*Document extract*.
So many great roles, but his performance in Mississippi Burning stands out for me.
Bad day today, also heard that one of Ireland’s finest – Jennifer Johnston – has dies. What a writer she was, never a word or phrase out of place. No book was much over 200 pages and yet she packed more emotional truth than all these 500 page potboilers that are all the rage these days – How Many miles to Babylon, The Captain and Kings, The Old Just, Shadows on the Skin. A wonderful writer.
Weirdly, after about 40 years I watched Superman I on Sunday,. Having not seen it since I was a kid – when we endlessly watched our crackly VHS copy – it was obvious how Hackman was boss of ever scene he was in, whether his supporting cast of hoodlums or the wooden Reeve. Absolutely magnificent.
An article said he retired in his seventies because the roles he was being offered were too grandfatherly.
What a waste. Imagine what he could do with a septuagenerian role.
Indeed, TV boxset series are awash with octos currently, still playing tough guys. If I thought Kevin Costner, at 69, was a little too mature for his role in Yellowstone, along come the prequels, 1883, with the 80 year old Sam Elliott, still excellent, and Harrison Ford, 83, in 1923. Each, however, have the reverse and upside down pixie ear of face lifts, mind, where the lobe is tugged to one side, almost prehensily.
Once you start looking, loads of actors have had this work!!
I first encountered Hackman when I was still a little kid, through viewings of the long forgotten witness protection on a train drama Narrow Margin and the still very watchable Kevin Costner thriller No Way Out. He stood out to me immediately as completely magnetic.
Hackman’s filmography is just banger after banger after banger, stretching from the very birth of modern Hollywood (Bonnie & Clyde), through the peak auteur years (French Connection, The Conversation), and on through virtually every genre.
Mississippi Burning is mentioned above. A fabulous movie, I rewatched it only last week. Hackman brings to his role what he brought to virtually every role; a deep sense of a complex inner life whirring away behind the mask. Even his great villains (and god knows he played some great villains) carried with them this sort of odd vulnerability, like they were heroes who’d simply lost their way and needed a mother’s love. Even when he was playing outright evil, a little bit of you always ended up rooting for him.
He did great work right up until he retired, playing perhaps the most quintessentially Hackmanish character of them all in The Royal Tennebaums and blowing Dustin Hoffman offscreen in The Runaway Jury.

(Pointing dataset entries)
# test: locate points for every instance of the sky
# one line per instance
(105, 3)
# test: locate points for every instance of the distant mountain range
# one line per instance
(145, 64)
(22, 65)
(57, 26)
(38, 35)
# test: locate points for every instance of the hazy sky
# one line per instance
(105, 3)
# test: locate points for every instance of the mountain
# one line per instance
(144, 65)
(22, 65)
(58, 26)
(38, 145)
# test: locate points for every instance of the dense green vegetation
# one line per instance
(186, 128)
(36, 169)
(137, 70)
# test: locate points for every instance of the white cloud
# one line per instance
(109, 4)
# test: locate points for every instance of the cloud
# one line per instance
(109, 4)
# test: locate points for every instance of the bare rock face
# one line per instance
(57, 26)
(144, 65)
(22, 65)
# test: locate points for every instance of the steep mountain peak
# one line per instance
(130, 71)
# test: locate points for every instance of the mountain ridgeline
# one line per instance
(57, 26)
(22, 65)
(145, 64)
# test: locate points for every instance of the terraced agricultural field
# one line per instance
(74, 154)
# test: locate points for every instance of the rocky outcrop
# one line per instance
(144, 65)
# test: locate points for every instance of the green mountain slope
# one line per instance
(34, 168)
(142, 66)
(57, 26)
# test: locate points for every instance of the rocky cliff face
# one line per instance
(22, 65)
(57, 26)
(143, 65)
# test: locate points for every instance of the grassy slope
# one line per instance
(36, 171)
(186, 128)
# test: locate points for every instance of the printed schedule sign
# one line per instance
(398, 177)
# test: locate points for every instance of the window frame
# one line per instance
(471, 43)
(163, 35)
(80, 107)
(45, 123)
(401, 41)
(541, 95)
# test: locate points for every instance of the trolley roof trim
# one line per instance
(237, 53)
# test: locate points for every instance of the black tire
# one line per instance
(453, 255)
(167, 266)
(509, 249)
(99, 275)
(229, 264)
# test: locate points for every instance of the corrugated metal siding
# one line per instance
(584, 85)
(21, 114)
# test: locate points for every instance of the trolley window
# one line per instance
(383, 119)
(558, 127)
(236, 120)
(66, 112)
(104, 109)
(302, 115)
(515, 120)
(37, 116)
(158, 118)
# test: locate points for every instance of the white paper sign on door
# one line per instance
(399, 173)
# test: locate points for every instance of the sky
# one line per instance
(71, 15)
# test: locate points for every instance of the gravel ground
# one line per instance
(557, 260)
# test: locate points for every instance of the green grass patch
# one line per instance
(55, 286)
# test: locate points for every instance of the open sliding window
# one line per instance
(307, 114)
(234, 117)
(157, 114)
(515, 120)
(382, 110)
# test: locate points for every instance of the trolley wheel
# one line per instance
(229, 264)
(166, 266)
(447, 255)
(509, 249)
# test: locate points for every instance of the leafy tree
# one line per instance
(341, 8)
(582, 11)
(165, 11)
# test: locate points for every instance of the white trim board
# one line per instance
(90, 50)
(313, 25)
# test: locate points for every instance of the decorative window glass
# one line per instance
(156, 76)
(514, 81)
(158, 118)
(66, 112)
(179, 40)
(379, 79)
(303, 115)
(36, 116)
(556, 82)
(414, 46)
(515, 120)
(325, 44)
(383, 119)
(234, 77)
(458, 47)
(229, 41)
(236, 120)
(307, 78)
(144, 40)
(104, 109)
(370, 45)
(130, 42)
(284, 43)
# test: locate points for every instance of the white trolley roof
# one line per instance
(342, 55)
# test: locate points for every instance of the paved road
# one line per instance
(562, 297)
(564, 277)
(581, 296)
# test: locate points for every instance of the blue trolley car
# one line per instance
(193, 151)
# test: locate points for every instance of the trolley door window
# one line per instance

*To-do list*.
1. In the comment thread on Hackman's career, what reason did an article give for his retirement in his seventies?
2. Please update the entries from the line with "# test: locate points for every instance of the decorative" through the last line of the entries, changing every "trolley" to "tram" and leaving all else unchanged. Return only those lines.

*Per-task answers*.
1. The roles he was being offered were too grandfatherly.

2.
# test: locate points for every instance of the decorative window glass
# one line per instance
(156, 76)
(514, 81)
(158, 118)
(66, 112)
(179, 40)
(379, 79)
(303, 115)
(36, 116)
(556, 82)
(414, 46)
(515, 120)
(325, 44)
(383, 119)
(234, 77)
(458, 47)
(229, 41)
(236, 120)
(307, 78)
(144, 40)
(104, 109)
(370, 45)
(130, 42)
(284, 43)
# test: locate points for every instance of the white tram roof
# one line per instance
(342, 55)
# test: locate points for every instance of the paved road
# one line per instance
(562, 297)
(564, 277)
(581, 296)
# test: locate points for every instance of the blue tram car
# one line per instance
(193, 151)
# test: locate points for every instance of the tram door window
# one line per instance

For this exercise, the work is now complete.